Услышав имя Ханта, Хелмс сделал глубокий вдох. «Что, черт возьми, они наделали?» – спросил он. У него возникла идея: Маккорд был экспертом по системам электронной слежки и подслушивания, Хант работал на Никсона, а подслушивание являлось федеральным преступлением.

Сидя на краю кровати, Хелмс позвонил исполняющему обязанности директора ФБР Л. Патрику Грею, в одну из гостиниц в Лос‑Анджелесе. Эдгар Гувер умер за шесть недель до этого разговора, пробыв на своем посту без малого сорок восемь лет. Хелмс осторожно сообщил Грею, что взломщики, схваченные с поличным в «Уотергейте», действовали по указке Белого дома, а ЦРУ не имеет к этому никакого отношения.

– Поняли? Отлично, тогда доброй ночи.

В понедельник, 19 июня, в 9:00, Хелмс созвал в штабе ЦРУ ежедневное совещание старших офицеров. Билл Колби, ныне исполнительный директор ЦРУ, человек номер три в агентстве, вспомнил, как Хелмс тогда сказал: «Нас ждет хорошая взбучка, потому что они – бывшие», то есть бывшие люди ЦРУ, и «мы знали, что эти люди работают в Белом доме». На следующее утро «Вашингтон пост» разразилась статьей, в которой ответственность за события в «Уотергейте» возлагалась на Овальный кабинет, хотя и по сей день никто точно не знает, санкционировал ли на самом деле Ричард Никсон вышеупомянутое незаконное проникновение.

В пятницу, 23 июня, Никсон поручил своему начальнику штаба Х.Р. Холдерману вызвать Хелмса и Уолтерса в Белый дом и приказать им в интересах национальной безопасности «дать отмашку» ФБР. Они согласились подыгрывать друг другу, но это была весьма опасная затея. Уолтерс позвонил Грею и сообщил новость. Но настоящая каша заварилась в понедельник, 26 июня, когда советник Никсона Джон Дин приказал Уолтерсу принести кругленькую сумму, предназначенную для того, чтобы заткнуть рты шести ветеранам ЦРУ, заключенным в тюрьму. Во вторник Дин повторил свое требование. Позднее он сообщил президенту, что цена вышеупомянутого молчания составит 1 миллион долларов. Только Хелмс или Уолтерс, когда Хелмс находится за пределами США, могли санкционировать секретные платежи из черного бюджета ЦРУ. Они были единственными чиновниками в американском правительстве, которые могли законно доставить чемодан с миллионом долларов в Белый дом, и Никсон знал это.

- **ЧТО НУЖНО СДЕЛАТЬ**
**A.** Сколько лет Эдгар Гувер пробыл на своем посту, согласно отрывку?
**B.** Процитируйте фрагмент отрывка, начиная со слов «Услышав имя Ханта, Хелмс» и заканчивая словами «тогда доброй ночи.».
Записи здесь никакой роли не играют.

- **ЗАПИСИ**
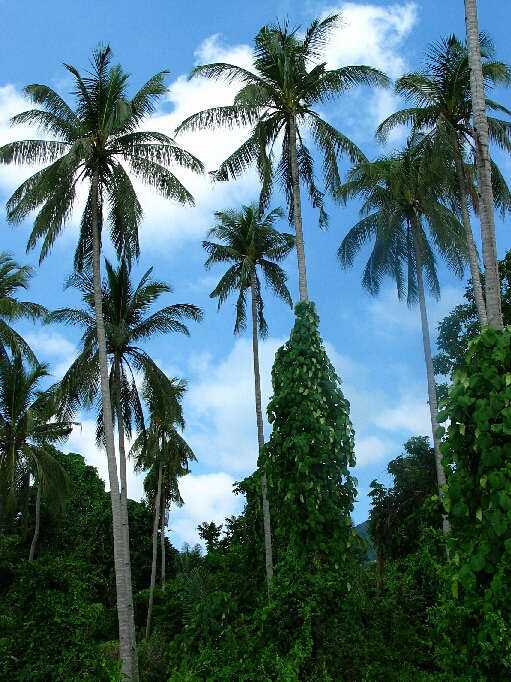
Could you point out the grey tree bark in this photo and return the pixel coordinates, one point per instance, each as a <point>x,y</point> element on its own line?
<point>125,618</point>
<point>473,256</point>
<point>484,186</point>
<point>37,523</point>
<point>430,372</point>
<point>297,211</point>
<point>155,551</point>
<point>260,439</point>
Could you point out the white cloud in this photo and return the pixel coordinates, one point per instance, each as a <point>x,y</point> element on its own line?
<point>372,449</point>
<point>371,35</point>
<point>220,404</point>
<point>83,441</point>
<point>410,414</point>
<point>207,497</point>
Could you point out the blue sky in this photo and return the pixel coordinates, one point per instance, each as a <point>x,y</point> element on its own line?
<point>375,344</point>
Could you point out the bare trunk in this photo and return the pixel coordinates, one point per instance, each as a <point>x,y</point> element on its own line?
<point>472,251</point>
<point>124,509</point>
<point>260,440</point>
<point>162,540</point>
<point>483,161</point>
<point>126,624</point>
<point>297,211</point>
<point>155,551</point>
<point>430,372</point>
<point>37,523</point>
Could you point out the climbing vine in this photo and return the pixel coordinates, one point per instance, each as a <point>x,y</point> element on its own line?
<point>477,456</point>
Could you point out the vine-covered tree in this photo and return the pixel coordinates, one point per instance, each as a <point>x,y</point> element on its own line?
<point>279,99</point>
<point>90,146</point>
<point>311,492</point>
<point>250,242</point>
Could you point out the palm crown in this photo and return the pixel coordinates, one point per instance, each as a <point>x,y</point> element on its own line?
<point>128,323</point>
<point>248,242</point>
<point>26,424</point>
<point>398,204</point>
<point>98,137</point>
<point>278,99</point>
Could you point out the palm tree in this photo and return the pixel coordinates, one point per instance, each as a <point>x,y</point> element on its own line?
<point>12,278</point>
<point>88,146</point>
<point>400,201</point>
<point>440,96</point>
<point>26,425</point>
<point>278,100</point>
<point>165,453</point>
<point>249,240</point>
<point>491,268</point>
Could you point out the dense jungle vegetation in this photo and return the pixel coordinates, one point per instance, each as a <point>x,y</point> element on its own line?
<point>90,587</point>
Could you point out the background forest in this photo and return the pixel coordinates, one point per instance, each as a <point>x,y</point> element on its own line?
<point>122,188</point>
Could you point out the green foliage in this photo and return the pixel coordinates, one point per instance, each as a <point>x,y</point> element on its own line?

- **ОТВЕТЫ К ЗАДАНИЯМ**
**A.** Без малого сорок восемь лет.

**B.**
Услышав имя Ханта, Хелмс сделал глубокий вдох. «Что, черт возьми, они наделали?» – спросил он. У него возникла идея: Маккорд был экспертом по системам электронной слежки и подслушивания, Хант работал на Никсона, а подслушивание являлось федеральным преступлением.

Сидя на краю кровати, Хелмс позвонил исполняющему обязанности директора ФБР Л. Патрику Грею, в одну из гостиниц в Лос‑Анджелесе. Эдгар Гувер умер за шесть недель до этого разговора, пробыв на своем посту без малого сорок восемь лет. Хелмс осторожно сообщил Грею, что взломщики, схваченные с поличным в «Уотергейте», действовали по указке Белого дома, а ЦРУ не имеет к этому никакого отношения.

– Поняли? Отлично, тогда доброй ночи.